Collected data:
** begin **
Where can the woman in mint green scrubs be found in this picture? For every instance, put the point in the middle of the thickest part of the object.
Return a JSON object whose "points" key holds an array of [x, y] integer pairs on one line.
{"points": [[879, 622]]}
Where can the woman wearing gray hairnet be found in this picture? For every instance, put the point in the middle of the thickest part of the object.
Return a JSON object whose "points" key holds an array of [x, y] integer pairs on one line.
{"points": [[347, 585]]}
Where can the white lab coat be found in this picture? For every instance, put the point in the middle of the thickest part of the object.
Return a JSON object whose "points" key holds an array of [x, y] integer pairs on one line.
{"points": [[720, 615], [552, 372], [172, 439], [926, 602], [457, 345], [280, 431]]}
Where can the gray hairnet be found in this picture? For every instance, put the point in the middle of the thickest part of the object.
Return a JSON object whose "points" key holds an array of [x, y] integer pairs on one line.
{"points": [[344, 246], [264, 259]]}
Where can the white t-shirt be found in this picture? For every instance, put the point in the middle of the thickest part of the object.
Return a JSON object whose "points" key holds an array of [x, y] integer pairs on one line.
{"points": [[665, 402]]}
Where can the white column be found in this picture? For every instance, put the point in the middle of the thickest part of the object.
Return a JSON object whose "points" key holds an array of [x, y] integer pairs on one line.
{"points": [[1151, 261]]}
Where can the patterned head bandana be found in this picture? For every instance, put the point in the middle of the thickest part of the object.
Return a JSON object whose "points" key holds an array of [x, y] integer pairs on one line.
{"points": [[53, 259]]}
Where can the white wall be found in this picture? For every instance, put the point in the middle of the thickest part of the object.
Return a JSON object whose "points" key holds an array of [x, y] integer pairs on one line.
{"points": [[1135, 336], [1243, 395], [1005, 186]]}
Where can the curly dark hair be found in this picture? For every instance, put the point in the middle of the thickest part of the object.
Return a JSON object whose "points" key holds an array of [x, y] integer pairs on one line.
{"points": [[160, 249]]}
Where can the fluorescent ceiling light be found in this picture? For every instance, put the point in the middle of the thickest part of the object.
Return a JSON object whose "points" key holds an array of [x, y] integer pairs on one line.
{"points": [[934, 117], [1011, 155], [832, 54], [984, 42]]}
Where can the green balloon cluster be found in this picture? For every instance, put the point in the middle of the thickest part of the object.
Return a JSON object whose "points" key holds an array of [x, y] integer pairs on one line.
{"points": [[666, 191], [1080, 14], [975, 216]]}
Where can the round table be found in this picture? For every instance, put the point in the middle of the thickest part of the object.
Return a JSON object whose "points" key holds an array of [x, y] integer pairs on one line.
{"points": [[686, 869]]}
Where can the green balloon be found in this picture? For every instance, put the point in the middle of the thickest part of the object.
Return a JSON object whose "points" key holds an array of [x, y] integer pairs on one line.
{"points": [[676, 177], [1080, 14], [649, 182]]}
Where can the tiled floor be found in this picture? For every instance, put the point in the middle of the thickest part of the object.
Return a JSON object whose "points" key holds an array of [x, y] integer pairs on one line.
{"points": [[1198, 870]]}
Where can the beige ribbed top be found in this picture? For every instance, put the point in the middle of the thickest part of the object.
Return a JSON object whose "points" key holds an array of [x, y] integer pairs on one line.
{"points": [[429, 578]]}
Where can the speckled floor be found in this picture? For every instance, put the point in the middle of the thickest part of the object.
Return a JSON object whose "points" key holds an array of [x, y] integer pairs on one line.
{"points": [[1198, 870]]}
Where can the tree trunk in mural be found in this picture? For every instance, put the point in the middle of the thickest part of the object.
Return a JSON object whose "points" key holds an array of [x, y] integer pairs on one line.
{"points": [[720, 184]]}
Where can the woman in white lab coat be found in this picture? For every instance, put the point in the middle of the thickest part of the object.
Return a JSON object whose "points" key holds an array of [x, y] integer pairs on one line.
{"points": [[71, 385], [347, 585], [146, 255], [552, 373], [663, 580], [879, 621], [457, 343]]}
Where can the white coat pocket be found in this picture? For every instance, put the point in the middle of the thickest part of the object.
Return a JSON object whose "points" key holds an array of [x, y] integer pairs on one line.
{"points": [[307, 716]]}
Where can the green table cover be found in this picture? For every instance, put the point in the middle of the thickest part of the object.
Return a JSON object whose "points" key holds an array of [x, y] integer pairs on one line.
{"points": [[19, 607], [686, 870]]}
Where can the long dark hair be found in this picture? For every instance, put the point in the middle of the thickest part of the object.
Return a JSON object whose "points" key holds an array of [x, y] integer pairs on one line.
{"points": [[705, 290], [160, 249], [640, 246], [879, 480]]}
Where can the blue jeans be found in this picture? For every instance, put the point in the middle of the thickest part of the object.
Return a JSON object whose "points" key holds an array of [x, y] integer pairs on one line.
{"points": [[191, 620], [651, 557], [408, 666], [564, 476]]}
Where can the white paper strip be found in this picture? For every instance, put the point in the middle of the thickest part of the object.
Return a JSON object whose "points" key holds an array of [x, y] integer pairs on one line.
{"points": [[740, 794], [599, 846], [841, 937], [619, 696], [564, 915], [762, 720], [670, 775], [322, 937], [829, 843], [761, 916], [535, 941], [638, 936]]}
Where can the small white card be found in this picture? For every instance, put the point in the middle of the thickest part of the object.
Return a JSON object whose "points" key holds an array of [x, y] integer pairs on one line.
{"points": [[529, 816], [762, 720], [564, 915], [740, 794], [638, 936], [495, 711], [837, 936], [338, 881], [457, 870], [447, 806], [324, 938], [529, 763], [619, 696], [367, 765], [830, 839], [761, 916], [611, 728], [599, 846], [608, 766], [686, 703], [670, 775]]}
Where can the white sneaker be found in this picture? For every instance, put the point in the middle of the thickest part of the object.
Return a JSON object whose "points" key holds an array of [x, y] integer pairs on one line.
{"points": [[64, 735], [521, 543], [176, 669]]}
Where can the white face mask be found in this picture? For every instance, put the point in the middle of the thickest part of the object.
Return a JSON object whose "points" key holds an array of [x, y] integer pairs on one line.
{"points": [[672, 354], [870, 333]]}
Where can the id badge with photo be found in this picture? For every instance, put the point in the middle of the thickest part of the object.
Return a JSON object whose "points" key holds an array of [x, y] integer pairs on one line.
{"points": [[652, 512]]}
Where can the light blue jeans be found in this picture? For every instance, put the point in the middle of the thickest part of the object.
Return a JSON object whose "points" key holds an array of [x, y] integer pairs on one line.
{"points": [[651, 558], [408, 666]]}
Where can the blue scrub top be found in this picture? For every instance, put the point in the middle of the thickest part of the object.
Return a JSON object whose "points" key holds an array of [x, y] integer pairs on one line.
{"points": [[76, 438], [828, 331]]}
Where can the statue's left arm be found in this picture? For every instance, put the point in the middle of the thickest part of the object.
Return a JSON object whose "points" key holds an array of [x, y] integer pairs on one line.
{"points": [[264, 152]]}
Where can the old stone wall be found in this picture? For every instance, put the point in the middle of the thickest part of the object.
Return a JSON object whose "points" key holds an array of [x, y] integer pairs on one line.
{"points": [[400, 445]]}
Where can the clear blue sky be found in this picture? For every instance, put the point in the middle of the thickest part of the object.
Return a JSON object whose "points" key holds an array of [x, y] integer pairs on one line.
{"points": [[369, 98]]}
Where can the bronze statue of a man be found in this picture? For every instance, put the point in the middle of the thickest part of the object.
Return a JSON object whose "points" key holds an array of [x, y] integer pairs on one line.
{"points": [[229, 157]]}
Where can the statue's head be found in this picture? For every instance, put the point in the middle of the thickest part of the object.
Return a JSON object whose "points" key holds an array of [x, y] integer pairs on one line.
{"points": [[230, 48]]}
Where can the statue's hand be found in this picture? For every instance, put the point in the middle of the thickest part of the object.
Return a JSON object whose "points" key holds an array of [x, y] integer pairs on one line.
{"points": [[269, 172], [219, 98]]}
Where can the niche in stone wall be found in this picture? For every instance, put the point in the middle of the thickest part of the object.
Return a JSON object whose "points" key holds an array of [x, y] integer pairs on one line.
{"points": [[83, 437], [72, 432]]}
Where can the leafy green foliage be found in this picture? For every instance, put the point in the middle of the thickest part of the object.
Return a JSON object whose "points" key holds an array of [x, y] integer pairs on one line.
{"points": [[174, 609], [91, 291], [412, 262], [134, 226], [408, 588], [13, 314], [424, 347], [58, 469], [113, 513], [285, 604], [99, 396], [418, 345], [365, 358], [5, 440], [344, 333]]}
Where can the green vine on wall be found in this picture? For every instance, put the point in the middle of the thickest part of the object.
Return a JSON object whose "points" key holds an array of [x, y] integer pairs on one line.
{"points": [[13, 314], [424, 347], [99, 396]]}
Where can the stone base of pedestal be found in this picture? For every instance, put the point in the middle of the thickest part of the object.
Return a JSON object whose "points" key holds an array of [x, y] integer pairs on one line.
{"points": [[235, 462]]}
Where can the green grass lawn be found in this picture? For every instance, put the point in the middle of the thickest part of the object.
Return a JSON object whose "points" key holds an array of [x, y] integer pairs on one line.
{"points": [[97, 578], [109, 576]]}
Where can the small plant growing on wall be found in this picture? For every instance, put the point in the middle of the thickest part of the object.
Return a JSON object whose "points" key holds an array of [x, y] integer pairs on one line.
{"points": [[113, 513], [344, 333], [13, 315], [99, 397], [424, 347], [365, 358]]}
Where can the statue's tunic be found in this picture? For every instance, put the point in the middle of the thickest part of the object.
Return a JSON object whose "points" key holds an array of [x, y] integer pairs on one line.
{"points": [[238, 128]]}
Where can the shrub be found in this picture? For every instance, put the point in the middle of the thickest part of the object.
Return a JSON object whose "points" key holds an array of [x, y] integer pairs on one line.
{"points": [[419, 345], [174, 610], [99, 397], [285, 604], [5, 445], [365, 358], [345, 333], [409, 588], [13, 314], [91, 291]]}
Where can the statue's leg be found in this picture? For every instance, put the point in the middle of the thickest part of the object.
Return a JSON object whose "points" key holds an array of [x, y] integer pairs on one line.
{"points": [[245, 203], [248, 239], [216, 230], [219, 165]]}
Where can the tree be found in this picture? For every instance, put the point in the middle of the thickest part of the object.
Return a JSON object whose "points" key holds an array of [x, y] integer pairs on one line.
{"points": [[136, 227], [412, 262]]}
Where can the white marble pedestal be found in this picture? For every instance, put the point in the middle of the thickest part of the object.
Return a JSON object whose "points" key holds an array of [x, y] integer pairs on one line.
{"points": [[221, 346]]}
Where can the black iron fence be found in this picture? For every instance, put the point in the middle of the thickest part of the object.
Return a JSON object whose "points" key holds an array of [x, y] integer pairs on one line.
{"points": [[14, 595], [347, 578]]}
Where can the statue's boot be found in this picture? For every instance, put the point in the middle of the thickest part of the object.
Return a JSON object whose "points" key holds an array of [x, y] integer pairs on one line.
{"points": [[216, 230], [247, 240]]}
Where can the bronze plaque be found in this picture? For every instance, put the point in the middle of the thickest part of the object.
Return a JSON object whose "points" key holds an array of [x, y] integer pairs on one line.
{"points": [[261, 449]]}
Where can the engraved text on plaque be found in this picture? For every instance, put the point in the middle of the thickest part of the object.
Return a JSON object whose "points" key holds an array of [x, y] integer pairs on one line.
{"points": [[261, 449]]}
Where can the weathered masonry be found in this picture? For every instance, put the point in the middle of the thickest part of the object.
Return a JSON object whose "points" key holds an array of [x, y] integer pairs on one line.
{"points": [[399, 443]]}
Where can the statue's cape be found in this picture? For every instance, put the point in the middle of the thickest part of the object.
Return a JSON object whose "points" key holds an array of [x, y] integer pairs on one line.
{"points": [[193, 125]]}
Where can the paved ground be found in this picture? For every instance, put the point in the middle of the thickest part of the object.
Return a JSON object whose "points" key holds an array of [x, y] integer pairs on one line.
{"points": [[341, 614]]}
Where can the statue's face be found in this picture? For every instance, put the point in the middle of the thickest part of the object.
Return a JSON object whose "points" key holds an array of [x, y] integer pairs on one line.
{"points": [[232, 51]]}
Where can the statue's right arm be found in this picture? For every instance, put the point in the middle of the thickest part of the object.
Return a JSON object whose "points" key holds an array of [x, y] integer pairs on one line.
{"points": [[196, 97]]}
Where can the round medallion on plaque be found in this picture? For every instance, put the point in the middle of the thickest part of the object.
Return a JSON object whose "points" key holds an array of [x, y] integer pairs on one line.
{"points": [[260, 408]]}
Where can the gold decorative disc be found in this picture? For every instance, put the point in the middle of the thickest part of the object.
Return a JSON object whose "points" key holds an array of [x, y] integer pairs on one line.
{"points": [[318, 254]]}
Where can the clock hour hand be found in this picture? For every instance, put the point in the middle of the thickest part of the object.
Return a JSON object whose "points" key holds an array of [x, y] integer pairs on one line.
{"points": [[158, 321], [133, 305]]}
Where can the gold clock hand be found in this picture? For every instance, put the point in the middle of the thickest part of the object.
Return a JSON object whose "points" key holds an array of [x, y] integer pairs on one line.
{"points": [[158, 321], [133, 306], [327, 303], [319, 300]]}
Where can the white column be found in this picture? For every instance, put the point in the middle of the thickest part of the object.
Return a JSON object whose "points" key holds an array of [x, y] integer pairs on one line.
** end **
### WHAT TO WORK ON
Copy exactly the lines from the one containing "Where can the round medallion" through the last line of the entries, including both ends.

### THE RESPONSE
Where can the round medallion on plaque be found in this picture? For every instance, put the point in the middle of the thickest part of the object.
Return a JSON object whose "points" key holds an array of [x, y] integer pairs on one line.
{"points": [[260, 408]]}
Where can the gold decorative disc be found in this picture? For every instance, put the point in the middle of the thickest part of the object.
Return a JSON object whose "points" key holds an array of [x, y] integer pairs on one line.
{"points": [[318, 254]]}
Where can the clock hour hand be found in this picture? For every instance, put the point in the middle of the thickest part of the object.
Return a JSON object whose "points" key holds an array of [x, y] integer pairs on one line.
{"points": [[158, 321], [133, 305]]}
Where can the gold clock hand be found in this picture? For every instance, put the point in the middle of the thickest part of the object.
Return a JSON object whose "points" key holds an array of [x, y] integer pairs on one line.
{"points": [[158, 321], [133, 306], [327, 303], [319, 300]]}
Where can the white column be found in this picture? For every instance, put the point in the middle of the thickest part of the object.
Return a JSON object whose "points" key holds an array of [x, y] integer pairs on one line.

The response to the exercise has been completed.